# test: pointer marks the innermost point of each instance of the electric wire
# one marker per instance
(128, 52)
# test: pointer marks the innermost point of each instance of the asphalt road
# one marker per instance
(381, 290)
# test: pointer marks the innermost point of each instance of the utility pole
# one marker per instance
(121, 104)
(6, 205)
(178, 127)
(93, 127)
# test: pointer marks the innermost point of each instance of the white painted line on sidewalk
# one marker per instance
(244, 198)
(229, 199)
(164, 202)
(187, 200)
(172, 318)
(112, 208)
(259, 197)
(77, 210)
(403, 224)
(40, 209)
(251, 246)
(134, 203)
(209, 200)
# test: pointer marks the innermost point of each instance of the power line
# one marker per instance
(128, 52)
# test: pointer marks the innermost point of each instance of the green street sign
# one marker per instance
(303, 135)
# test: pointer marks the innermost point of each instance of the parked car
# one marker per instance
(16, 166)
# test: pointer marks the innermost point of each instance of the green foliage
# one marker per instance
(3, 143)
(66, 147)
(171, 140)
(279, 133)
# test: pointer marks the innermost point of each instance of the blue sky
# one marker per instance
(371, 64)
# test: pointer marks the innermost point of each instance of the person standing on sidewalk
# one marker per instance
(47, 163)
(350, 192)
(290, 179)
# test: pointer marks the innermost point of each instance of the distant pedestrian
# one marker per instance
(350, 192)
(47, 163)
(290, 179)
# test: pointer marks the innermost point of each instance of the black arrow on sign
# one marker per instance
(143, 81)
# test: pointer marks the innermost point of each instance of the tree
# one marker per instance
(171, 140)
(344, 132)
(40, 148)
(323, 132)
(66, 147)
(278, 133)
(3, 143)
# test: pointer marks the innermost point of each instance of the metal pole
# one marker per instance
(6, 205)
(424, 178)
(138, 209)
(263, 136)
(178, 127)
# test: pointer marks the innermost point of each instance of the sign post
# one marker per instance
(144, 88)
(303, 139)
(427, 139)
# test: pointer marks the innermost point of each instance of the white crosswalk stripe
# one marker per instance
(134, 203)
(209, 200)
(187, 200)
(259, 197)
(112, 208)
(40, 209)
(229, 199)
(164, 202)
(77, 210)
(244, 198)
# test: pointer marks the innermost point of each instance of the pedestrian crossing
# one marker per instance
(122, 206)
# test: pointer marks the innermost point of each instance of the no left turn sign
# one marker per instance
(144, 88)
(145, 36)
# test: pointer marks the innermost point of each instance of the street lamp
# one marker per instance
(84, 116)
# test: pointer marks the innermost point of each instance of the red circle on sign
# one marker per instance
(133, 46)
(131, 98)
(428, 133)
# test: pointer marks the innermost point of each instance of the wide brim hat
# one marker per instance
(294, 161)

+ + +

▸ **Your objective**: Output each line of the entries exactly, so that nothing is lost.

▸ **Solution for this exercise**:
# test: pointer marks the innermost point of each instance of the electric wire
# one marker per instance
(128, 52)
# test: pointer marks the innermost point of each instance of the asphalt road
# one marker per instance
(381, 290)
# test: pointer marks the innermost point of each instance of the utility pole
# one marker per instance
(121, 104)
(6, 205)
(178, 127)
(93, 127)
# test: pointer marks the innermost point of each instance of the white painted line on sidewalk
# one marker per instance
(244, 198)
(229, 199)
(164, 202)
(187, 200)
(172, 318)
(112, 208)
(259, 197)
(77, 210)
(403, 224)
(40, 209)
(251, 246)
(134, 203)
(209, 200)
# test: pointer marks the innermost point of each instance of the power line
# one marker per instance
(128, 52)
# test: pointer marks the innermost point of each instance of the green street sign
# one marker per instance
(303, 135)
# test: pointer marks the innermost point of each instance of the parked car
# one marker per instance
(16, 166)
# test: pointer marks the innermost point of each instance of the green foliage
# one marker per instance
(3, 143)
(66, 147)
(171, 140)
(279, 133)
# test: pointer marks the innermost point of each instance of the blue sky
# one marker per instance
(371, 64)
# test: pointer marks the innermost point of each instance of the person standing on sidewalk
# one marker per instance
(47, 163)
(350, 192)
(290, 179)
# test: pointer marks the innermost point of each instance of the distant pedestrian
# one marker per instance
(350, 192)
(47, 163)
(290, 179)
# test: pointer marks the innermost point of each instance of the black arrow on sign
# one marker per instance
(143, 81)
# test: pointer marks the innermost point of each instance of the tree
# one marker per instance
(171, 140)
(344, 132)
(40, 148)
(323, 132)
(66, 147)
(278, 133)
(3, 143)
# test: pointer marks the innermost point of each instance of the metal pole
# one marker per instance
(6, 205)
(424, 178)
(138, 209)
(263, 136)
(178, 127)
# test: pointer marks the innermost point of each instance of the sign post
# one marker per instance
(144, 88)
(303, 139)
(427, 139)
# test: pointer marks the innermost point of each instance of the white crosswalk stripe
# one marker per instance
(134, 203)
(209, 200)
(187, 200)
(259, 197)
(112, 208)
(40, 209)
(229, 199)
(164, 202)
(77, 210)
(244, 198)
# test: pointer marks the innermost point of each instance of the pedestrian crossing
# one marker per instance
(122, 206)
# test: pointer marks the innermost point of each instance of the no left turn sign
# one marker per instance
(144, 88)
(145, 36)
# test: pointer marks the innermost point of each instance of the street lamp
# one marker per instance
(84, 116)
# test: pointer marks the innermost point of each instance of the red circle on sign
# one marker per instance
(133, 46)
(131, 98)
(428, 133)
# test: pointer marks the innermost point of each instance of the wide brim hat
# one marker per instance
(294, 161)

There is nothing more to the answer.